■ **Stored data entries**

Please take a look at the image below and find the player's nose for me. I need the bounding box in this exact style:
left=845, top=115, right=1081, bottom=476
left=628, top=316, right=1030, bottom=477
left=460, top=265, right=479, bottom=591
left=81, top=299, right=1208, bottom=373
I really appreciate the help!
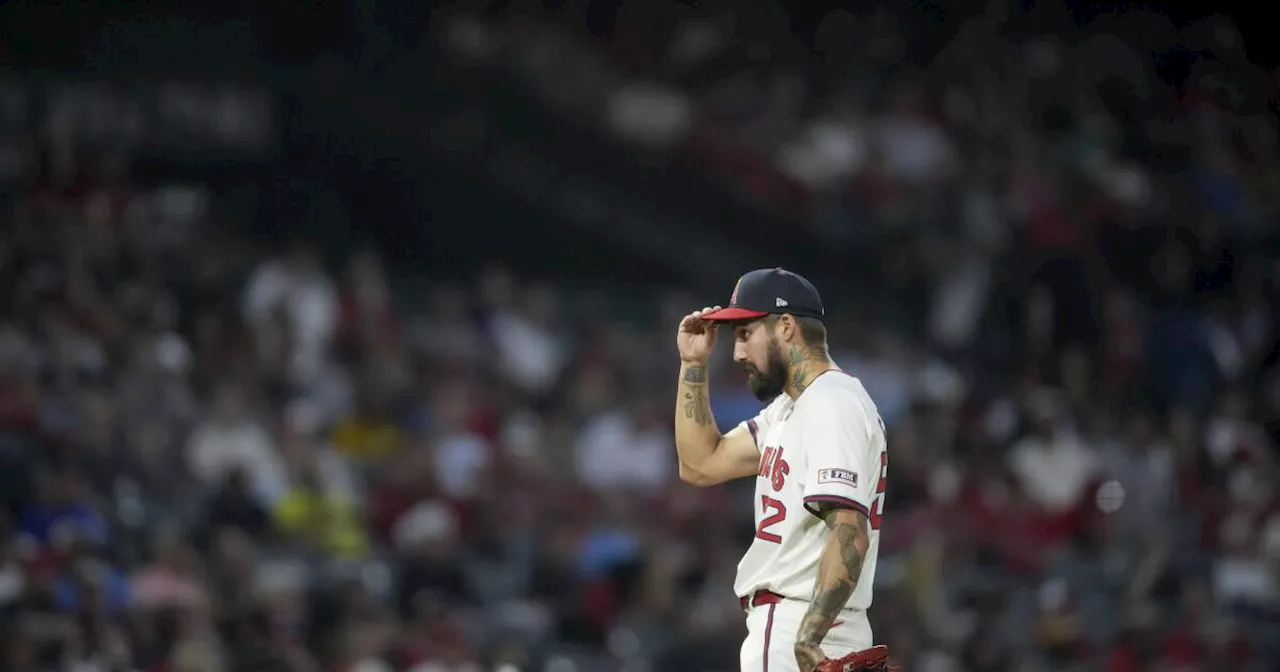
left=732, top=342, right=748, bottom=363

■ **ABOUT THIS TASK**
The records above are to be duplicated exactly, pictures left out.

■ **TASK SOLUTION**
Please take a look at the image below and find the player's nose for me. I need the bounding box in this exact style:
left=845, top=115, right=1081, bottom=476
left=628, top=316, right=1030, bottom=477
left=460, top=265, right=479, bottom=591
left=81, top=299, right=1208, bottom=373
I really appreciate the help!
left=732, top=342, right=748, bottom=363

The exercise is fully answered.